> **Supplied passage**:

Kudos to @umarkhaneth , @owocki and @sejalrekhan for putting this together with me!
TL;DR
- The recent Zuzalu QF rounds ran using private voting to prevent kickbacks. This is different from the first Zuzalu round, which was public.
- In this post, we analyze differences between the public (Q1) and private (MACI) Zuzalu rounds to empirically evaluate the effectiveness of this approach at preventing kickbacks. We find mixed results, indicating the difficulty of determining whether this approach was effective.
- We compare different anti-collusion strategies and how they could be combined to achieve results that best aid the community in funding the right projects.
Introduction
Last month Gitcoin spearheaded its first successful implementation of MACI (Minimal Anti-Collusion Infrastructure) in a quadratic funding round for the Zuzalu community.
MACI ensures private voting to reduce incidences of bribes or kickbacks. It makes it impossible to send or request a transaction receipt to verify that someone voted a particular way. However, vote integrity is still preserved through the use of zero-knowledge proofs and the results are still guaranteed to be correct. However, MACI is not a voting algorithm – instead, it’s a wrapper around another voting algorithm which adds extra security. In this case, MACI was a wrapper around standard Quadratic Funding.
As data science nerds (Umar) and fairness-obsessed mechanism designers (Joel), we’re constantly looking for ways to improve our mechanisms and spot new issues. However, analyzing the quality of public goods funding results is tricky because there’s no way to tell what the results “should” look like. The best we can do is analyze patterns in the data over time. Luckily, the recent MACI rounds, which focused on Zuzalu-related projects, bear a lot of similarities to the non-MACI Zuzalu rounds that happened in Q1 of this year: both sets of rounds focused on the same community, had the same subdivisions (tech and events), and we can even look at the folks who claimed a ZuPass in Q1 to get a group of users roughly comparable to to the folks on the allowlist for the MACI rounds (all of our experiments on the Q1 rounds are filtered to look at just the ZuPass holders).
So now, let’s go over some common patterns that can indicate collusion. For each pattern, we’ll first ask how we would expect the MACI data to change if it were reducing kickbacks, and then see what really happened.
Pattern Analysis
One way collusion could kick off is with a message in a private group chat. We would then expect the donations to that project from those group members to be close together in time and/or close together in donation amount.

> **Jobs**:
[1] Rewrite the section of the Zuzalu voting analysis that begins at the words "Kudos to @umarkhaneth" and stops after "approach was effective.", putting "bribes" wherever "kickbacks" appears.
[2] In the Zuzalu voting analysis, what does the abbreviation MACI stand for?

> **Extracted entries**:
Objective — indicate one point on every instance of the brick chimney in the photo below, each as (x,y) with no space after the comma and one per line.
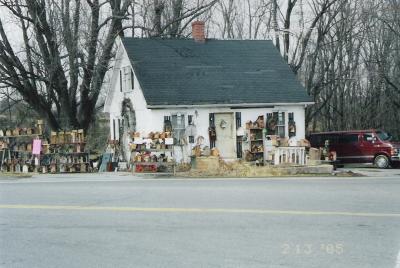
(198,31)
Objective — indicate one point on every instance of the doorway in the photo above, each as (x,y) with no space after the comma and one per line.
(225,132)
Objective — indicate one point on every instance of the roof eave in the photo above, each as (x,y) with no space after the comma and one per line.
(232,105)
* * *
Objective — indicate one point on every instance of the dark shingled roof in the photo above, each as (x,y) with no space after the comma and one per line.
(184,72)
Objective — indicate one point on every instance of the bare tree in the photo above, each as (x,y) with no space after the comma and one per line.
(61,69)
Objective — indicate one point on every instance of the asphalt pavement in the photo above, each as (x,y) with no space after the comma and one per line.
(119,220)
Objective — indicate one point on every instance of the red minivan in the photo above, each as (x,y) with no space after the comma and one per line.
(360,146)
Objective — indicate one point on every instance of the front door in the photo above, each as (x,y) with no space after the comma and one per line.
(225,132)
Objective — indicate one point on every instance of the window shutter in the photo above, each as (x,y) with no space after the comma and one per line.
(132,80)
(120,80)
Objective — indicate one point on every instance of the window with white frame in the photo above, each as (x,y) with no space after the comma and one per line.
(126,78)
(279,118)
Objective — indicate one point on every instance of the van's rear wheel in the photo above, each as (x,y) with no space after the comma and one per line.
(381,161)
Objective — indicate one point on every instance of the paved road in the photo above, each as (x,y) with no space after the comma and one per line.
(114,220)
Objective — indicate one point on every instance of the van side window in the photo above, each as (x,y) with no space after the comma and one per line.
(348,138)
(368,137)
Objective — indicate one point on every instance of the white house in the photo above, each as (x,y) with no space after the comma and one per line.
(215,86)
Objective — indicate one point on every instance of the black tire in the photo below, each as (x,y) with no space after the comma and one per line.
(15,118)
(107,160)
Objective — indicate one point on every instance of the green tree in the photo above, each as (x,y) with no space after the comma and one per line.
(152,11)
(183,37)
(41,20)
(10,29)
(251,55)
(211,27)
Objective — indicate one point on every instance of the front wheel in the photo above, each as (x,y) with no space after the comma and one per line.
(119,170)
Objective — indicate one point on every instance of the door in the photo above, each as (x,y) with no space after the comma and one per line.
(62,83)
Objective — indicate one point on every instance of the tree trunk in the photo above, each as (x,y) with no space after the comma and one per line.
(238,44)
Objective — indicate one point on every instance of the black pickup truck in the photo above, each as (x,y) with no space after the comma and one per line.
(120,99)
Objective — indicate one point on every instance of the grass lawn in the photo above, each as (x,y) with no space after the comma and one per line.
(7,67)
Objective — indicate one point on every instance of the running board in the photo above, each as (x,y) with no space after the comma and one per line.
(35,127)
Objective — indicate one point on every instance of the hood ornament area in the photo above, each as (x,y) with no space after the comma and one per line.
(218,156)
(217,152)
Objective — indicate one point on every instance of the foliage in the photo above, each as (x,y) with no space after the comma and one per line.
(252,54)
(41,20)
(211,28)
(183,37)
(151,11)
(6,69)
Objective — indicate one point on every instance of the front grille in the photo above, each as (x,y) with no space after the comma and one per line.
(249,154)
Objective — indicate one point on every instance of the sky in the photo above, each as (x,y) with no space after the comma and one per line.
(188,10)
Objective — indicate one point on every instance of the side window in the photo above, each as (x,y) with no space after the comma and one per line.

> **Answers in order**:
[1]
Kudos to @umarkhaneth , @owocki and @sejalrekhan for putting this together with me!
TL;DR
- The recent Zuzalu QF rounds ran using private voting to prevent bribes. This is different from the first Zuzalu round, which was public.
- In this post, we analyze differences between the public (Q1) and private (MACI) Zuzalu rounds to empirically evaluate the effectiveness of this approach at preventing bribes. We find mixed results, indicating the difficulty of determining whether this approach was effective.

[2] Minimal Anti-Collusion Infrastructure